Como en tantos otros episodios
bíblicos, algunas apariciones del resucitado son anunciadas por los ángeles.
Aparecen a las santas mujeres (Lc 24 1-7), especialmente a maría Magdalena, que
ve dos ángeles sentados en el sepulcro vacío, uno a la cabecera y otro a los
pies de donde estuviera el cuerpo de Jesús (Jn 20, 12-13). Es curiosa esta
certeza de que eran ángeles, por cuanto deben haberse aparecido con figura
humana, como siempre acontece pues, en caso contrario, no se les podría ver ni
oír fácilmente.
Aunque Pedro hubiese sido
confundido con su ángel (Hch 12,15), nadie cree que se le apareció un ángel y
no Jesús de Nazaret. Inicialmente, es cierto, no es reconocido por aquellos
que, siendo sus discípulos más próximos, lo conocían muy bien, pero nadie lo
confundió nunca con un ángel. Cuando María Magdalena, estaba buscando a su
Maestro y Señor –que trata siempre con la veneración debida por la criatura a
su creador y nunca con intimidades de esposos o amantes- lo ve pero no lo
reconoce, piensa que se trata del hortelano y no de un ángel (Jn. 14-16)
¿La misteriosa volatilidad de la
enigmática y vaporosa presencia del resucitado –aparece en el cenáculo estando
las puertas cerradas (Jn 20,19)- sería señal de que allí estaba solo su alma y
no su cuerpo?! Sería una hipótesis razonable, si no fuesen las palabras y
acciones del mismo Cristo: “’Mirad mis manos y mis pies, porque soy yo mismo;
tocad y ved, porque un espíritu no tiene carne, ni huesos, como veis que yo
tengo’. Dicho esto les mostró las manos y los pies. Pero, estando ellos, por
causa de la alegría, aún siempre sin querer creer y estupefactos, les dice:
‘¿Tenéis ahí algo de comer?’Ellos le presentan un trozo de pez asado. Habiéndolo tomado, comió
a la vista de ellos” (Lc 24, 39-43)

Datos recopilados:
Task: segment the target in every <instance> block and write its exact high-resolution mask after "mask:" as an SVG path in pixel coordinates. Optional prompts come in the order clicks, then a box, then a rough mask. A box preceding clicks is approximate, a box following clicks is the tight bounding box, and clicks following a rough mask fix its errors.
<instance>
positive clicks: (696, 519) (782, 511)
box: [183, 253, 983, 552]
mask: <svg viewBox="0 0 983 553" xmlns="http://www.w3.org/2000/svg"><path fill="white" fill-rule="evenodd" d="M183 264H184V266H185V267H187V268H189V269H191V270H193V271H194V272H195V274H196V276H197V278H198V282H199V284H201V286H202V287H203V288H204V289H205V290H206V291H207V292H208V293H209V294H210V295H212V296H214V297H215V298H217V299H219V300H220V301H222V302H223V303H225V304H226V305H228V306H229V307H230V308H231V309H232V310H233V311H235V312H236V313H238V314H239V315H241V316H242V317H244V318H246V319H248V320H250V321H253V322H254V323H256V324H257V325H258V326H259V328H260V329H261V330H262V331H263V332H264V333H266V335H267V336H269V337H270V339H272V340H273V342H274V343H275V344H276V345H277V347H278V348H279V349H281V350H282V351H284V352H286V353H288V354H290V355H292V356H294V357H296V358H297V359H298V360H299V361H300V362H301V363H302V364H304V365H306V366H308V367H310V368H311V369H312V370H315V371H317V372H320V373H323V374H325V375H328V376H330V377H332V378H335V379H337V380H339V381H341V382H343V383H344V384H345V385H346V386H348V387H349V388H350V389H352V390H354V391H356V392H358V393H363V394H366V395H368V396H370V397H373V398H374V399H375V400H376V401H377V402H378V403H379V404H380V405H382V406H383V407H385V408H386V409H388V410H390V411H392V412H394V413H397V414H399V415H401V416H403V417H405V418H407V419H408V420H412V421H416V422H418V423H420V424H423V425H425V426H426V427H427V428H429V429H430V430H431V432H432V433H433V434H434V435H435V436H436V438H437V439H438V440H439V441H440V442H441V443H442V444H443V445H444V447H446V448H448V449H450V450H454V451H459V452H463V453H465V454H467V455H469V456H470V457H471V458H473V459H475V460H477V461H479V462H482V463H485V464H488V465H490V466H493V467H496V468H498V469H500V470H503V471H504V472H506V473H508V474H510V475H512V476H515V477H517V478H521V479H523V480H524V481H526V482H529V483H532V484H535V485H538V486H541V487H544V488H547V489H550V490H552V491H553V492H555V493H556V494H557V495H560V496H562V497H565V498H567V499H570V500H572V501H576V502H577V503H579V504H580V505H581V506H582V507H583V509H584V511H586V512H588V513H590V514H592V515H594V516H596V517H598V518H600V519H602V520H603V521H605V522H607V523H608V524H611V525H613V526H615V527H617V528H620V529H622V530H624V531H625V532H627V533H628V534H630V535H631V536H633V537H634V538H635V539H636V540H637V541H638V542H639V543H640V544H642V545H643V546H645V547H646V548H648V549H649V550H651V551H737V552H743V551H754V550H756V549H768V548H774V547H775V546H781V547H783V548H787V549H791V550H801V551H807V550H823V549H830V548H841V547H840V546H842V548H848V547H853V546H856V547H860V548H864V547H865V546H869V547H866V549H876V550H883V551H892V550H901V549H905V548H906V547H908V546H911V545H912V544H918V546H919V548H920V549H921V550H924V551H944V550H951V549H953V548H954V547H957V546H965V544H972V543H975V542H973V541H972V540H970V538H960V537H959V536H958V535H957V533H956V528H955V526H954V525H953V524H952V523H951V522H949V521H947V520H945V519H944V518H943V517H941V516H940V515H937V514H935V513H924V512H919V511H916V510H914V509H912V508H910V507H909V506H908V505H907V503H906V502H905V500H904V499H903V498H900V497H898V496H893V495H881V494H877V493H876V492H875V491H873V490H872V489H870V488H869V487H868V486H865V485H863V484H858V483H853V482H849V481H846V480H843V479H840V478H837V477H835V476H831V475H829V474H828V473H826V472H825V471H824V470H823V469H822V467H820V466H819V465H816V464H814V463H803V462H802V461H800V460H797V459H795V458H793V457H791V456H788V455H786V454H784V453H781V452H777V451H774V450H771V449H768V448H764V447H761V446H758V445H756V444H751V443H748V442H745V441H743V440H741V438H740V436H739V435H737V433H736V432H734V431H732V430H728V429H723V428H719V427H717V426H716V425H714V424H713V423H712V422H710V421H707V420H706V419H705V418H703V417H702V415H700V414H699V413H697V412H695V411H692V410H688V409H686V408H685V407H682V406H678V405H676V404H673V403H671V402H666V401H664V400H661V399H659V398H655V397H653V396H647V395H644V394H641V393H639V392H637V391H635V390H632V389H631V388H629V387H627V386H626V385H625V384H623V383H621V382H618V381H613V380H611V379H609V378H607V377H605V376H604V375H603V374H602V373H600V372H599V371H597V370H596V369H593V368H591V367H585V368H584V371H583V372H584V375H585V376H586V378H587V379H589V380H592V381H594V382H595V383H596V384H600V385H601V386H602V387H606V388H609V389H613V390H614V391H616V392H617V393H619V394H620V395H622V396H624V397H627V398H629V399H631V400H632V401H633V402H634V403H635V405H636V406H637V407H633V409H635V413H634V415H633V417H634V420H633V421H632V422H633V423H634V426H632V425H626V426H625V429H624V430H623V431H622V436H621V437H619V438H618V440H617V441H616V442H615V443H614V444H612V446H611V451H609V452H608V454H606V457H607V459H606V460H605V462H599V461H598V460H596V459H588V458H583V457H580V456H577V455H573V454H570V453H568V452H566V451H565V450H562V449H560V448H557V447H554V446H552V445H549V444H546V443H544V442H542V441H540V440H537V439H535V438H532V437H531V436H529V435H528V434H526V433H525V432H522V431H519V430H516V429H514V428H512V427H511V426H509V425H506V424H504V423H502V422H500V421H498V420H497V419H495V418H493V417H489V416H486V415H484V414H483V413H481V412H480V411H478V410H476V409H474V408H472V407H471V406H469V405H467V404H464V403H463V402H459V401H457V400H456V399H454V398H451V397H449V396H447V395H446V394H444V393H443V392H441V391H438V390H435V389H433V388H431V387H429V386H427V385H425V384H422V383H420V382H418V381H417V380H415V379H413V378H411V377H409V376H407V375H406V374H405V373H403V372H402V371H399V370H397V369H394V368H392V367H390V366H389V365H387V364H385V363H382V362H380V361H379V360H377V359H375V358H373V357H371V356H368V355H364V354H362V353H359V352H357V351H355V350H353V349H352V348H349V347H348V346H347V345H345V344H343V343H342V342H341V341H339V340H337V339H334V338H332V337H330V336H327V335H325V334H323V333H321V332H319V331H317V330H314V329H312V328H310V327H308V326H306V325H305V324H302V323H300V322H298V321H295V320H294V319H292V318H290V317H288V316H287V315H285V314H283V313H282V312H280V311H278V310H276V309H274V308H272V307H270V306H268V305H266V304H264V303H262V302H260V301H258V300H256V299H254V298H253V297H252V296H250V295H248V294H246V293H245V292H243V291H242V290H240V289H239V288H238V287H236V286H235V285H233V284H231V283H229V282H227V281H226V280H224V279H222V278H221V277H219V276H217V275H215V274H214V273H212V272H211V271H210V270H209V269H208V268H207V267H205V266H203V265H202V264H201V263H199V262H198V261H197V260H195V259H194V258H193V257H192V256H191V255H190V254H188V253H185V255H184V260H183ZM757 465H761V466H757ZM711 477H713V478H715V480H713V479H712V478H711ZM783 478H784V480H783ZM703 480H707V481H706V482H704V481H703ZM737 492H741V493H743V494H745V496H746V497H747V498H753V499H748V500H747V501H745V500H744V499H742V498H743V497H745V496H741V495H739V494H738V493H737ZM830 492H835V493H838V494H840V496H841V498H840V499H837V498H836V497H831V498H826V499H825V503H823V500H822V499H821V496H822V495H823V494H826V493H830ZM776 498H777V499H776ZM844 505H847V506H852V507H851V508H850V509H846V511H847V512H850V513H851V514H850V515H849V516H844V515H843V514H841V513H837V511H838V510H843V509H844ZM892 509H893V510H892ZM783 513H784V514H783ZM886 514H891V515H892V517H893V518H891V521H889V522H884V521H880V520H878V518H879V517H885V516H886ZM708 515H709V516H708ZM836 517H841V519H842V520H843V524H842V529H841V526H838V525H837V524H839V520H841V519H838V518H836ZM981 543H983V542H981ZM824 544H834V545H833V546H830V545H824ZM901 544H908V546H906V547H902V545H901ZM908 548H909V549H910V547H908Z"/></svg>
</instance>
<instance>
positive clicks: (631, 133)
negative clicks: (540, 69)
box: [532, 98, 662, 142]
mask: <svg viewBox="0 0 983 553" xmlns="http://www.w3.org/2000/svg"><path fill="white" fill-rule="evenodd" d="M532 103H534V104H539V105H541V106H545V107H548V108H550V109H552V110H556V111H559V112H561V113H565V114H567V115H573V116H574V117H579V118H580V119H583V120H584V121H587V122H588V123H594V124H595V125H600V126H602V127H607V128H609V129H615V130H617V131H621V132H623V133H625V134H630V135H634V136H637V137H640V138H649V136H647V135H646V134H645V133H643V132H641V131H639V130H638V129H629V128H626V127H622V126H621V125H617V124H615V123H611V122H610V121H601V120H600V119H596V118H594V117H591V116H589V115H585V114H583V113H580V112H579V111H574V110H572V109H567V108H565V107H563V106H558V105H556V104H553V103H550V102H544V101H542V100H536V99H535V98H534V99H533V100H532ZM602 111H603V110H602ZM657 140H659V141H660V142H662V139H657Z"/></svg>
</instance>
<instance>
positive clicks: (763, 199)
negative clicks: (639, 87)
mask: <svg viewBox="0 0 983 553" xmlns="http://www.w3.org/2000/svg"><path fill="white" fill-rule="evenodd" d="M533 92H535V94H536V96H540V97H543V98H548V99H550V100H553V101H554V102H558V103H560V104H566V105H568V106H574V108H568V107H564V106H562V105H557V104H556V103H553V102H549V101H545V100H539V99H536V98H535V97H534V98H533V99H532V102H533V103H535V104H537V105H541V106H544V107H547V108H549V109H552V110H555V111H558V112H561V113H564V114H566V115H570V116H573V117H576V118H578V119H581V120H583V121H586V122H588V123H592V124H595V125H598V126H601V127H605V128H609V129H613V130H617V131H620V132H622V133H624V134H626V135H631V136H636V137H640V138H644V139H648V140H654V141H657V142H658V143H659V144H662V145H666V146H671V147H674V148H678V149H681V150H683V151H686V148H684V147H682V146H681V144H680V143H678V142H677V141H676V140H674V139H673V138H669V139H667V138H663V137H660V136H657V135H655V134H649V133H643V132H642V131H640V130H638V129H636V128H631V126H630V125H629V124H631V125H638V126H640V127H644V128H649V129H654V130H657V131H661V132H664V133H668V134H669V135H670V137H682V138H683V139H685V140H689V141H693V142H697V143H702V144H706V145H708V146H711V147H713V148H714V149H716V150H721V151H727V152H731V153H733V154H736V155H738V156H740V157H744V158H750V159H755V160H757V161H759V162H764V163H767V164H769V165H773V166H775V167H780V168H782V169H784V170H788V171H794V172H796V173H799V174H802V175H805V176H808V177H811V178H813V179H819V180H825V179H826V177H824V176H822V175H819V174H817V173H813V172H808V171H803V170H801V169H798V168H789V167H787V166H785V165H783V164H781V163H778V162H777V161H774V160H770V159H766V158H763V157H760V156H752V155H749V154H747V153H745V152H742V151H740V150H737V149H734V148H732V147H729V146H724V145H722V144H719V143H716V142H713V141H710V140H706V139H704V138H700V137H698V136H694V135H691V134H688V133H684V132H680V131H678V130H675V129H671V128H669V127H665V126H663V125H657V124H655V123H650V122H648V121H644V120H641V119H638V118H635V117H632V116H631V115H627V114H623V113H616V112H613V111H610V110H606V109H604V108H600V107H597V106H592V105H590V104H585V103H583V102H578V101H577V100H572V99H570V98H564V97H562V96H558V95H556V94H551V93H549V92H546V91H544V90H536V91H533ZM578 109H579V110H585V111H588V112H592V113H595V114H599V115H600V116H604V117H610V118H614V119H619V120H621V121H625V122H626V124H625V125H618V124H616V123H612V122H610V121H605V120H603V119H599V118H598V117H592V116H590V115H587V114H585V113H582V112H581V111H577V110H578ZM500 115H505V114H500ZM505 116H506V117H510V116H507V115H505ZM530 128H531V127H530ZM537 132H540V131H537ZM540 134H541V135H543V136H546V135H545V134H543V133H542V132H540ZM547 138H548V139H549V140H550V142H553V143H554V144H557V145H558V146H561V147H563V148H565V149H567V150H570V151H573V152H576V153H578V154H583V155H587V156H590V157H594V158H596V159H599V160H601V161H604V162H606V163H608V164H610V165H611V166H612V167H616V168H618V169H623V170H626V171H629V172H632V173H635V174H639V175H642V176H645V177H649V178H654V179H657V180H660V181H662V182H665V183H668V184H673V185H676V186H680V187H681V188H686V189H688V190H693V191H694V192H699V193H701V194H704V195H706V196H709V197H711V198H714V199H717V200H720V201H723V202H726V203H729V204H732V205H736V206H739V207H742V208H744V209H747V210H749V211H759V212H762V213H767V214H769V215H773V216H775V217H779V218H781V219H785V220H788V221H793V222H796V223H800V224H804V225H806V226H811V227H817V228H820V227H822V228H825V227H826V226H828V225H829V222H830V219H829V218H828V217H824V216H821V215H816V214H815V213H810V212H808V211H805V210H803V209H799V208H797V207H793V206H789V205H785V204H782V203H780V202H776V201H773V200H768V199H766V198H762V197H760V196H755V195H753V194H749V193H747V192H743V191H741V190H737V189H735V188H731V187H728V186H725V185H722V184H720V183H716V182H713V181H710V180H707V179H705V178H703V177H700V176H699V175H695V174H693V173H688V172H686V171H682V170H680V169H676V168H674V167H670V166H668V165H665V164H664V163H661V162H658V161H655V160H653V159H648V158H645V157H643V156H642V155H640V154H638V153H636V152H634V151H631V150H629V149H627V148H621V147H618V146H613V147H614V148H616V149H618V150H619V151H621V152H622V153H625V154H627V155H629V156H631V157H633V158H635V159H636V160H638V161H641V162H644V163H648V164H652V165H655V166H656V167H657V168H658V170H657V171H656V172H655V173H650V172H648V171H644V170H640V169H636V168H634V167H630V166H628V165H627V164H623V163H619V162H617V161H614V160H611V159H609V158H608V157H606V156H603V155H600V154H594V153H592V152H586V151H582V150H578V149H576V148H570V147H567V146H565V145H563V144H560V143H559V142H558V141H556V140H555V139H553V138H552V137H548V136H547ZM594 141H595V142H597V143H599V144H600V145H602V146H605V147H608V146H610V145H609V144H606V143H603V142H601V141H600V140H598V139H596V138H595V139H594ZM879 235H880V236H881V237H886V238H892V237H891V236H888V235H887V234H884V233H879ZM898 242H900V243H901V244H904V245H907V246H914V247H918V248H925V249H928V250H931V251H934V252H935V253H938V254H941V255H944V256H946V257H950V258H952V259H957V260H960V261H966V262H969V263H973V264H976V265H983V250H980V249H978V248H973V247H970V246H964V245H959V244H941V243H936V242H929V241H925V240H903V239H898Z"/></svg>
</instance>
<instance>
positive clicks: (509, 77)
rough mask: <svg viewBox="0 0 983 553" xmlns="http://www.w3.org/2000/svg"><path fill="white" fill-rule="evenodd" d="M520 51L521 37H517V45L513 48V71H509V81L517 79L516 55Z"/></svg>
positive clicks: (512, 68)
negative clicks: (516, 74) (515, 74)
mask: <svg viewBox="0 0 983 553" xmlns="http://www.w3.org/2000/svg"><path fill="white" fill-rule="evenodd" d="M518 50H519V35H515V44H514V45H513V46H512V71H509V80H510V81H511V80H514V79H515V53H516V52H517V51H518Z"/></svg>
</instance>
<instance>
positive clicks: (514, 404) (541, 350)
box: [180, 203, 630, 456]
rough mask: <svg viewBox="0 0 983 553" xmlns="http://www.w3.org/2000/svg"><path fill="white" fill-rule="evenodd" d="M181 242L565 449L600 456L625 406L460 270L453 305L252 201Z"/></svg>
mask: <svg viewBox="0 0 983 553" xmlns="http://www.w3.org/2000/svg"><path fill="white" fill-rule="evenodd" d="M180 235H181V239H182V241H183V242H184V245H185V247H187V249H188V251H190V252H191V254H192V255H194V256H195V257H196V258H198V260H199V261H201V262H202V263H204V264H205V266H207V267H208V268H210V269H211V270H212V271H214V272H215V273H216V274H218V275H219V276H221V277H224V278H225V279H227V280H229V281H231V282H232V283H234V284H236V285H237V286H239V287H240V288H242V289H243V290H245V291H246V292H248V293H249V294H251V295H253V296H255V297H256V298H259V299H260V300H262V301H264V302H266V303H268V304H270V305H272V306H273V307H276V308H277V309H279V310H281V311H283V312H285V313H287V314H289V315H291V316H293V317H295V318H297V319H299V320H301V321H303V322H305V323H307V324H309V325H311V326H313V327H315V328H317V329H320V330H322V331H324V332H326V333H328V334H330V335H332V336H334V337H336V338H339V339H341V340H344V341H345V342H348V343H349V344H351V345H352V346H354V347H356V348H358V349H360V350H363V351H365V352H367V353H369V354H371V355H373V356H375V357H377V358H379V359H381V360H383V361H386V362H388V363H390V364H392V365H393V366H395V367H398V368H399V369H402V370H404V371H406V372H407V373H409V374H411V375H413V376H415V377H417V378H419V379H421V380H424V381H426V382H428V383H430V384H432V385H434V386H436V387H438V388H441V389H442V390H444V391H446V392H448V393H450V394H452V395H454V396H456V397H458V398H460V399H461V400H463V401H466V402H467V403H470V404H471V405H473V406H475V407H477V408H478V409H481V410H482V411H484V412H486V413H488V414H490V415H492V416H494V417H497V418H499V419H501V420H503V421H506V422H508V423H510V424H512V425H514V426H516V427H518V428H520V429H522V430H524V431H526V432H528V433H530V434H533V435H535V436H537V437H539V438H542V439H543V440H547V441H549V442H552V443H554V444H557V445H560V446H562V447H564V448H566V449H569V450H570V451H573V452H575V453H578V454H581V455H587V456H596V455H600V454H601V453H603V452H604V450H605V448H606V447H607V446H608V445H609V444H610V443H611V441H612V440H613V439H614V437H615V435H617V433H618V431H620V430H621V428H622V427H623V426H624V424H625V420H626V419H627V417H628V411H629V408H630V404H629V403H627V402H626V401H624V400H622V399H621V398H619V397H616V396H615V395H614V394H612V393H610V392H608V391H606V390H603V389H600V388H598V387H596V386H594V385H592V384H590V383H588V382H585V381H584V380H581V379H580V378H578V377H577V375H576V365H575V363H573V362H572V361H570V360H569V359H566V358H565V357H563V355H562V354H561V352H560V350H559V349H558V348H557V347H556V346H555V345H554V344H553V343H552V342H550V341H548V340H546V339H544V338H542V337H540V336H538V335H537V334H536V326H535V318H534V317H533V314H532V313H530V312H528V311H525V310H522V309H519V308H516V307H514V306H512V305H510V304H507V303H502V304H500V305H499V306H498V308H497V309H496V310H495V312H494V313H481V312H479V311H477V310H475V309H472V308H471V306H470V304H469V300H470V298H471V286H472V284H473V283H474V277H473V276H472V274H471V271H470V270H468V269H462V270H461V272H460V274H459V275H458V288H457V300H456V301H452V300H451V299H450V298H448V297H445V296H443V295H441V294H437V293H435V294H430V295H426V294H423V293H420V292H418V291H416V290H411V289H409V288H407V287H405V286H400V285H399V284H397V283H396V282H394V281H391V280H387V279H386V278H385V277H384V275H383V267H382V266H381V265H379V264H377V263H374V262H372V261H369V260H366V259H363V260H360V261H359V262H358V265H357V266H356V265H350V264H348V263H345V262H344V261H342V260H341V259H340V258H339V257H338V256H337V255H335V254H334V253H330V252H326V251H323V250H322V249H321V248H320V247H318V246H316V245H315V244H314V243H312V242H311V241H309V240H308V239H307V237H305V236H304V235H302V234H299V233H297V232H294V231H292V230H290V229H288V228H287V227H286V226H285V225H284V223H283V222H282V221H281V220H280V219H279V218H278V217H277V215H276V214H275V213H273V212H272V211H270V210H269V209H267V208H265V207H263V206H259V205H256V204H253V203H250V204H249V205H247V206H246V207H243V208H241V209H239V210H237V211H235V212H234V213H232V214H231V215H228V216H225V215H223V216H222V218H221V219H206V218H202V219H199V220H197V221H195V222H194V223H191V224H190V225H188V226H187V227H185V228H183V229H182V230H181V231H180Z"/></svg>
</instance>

[Qué hacer]:
a) Repite textualmente el pasaje del texto sobre las apariciones del resucitado desde "Aparecen a las" hasta "oír fácilmente.".
b) Según el texto sobre las apariciones del resucitado, ¿quién piensa María Magdalena que es Jesús cuando lo ve sin reconocerlo?
c) Traduce al inglés esta oración del texto sobre las apariciones del resucitado: "Inicialmente, es cierto, no es reconocido por aquellos que, siendo sus discípulos más próximos, lo conocían muy bien, pero nadie lo confundió nunca con un ángel."

[Respuestas numeradas]:
a)
Aparecen a las santas mujeres (Lc 24 1-7), especialmente a maría Magdalena, que
ve dos ángeles sentados en el sepulcro vacío, uno a la cabecera y otro a los
pies de donde estuviera el cuerpo de Jesús (Jn 20, 12-13). Es curiosa esta
certeza de que eran ángeles, por cuanto deben haberse aparecido con figura
humana, como siempre acontece pues, en caso contrario, no se les podría ver ni
oír fácilmente.

b) Piensa que es el hortelano.

c) Initially, it is true, he is not recognized by those who, being his closest disciples, knew him very well, but no one ever mistook him for an angel.